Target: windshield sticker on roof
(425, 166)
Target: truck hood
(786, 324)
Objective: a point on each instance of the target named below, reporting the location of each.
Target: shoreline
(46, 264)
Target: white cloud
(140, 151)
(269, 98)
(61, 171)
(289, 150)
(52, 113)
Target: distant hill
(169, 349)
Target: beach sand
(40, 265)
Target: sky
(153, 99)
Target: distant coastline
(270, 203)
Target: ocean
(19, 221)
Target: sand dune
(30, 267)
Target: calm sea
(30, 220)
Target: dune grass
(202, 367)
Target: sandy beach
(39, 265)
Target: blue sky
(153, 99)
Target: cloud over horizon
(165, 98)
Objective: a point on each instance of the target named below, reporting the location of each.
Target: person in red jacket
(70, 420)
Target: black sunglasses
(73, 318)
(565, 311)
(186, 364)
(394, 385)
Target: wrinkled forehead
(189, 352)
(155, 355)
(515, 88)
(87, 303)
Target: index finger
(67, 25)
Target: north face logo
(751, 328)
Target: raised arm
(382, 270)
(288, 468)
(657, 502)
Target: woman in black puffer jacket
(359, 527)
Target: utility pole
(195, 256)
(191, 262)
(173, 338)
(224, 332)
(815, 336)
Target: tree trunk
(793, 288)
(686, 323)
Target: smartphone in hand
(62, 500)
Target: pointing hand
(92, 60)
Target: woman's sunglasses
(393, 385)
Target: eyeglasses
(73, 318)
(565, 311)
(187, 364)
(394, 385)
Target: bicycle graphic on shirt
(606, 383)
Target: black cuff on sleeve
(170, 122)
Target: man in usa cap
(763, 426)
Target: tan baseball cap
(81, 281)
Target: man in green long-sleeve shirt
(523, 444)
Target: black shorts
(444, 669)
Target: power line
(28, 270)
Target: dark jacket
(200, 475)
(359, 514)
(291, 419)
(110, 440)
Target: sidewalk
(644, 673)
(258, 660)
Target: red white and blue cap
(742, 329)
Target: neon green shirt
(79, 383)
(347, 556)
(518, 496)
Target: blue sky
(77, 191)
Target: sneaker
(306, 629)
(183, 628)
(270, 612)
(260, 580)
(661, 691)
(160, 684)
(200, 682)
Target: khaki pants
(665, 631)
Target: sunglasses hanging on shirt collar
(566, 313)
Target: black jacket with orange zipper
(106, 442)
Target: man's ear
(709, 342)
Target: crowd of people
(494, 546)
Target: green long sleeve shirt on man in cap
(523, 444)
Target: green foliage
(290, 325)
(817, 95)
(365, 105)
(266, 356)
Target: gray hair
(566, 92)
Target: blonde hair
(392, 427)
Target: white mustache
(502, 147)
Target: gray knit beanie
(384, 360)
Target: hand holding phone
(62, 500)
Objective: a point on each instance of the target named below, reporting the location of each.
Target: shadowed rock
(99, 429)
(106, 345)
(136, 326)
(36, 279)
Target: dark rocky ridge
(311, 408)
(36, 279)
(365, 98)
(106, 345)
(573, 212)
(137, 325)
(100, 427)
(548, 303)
━━━━━━━━━━━━━━━━━━━━━━━━━━━━━━
◆ WORK ITEM ◆
Write out the lines above, starting at the line that contains "Target: gray knit beanie" and ending with the final line, and nothing else; copy them exactly.

◆ ANSWER BOX ◆
Target: gray knit beanie
(384, 360)
Target: hand holding phone
(62, 500)
Objective: a point on each instance of the target named below, reporting the location of each.
Target: shadowed rock
(99, 429)
(106, 345)
(136, 326)
(36, 279)
Target: dark rocky ridge
(311, 408)
(36, 279)
(365, 98)
(106, 345)
(573, 212)
(137, 325)
(100, 427)
(548, 303)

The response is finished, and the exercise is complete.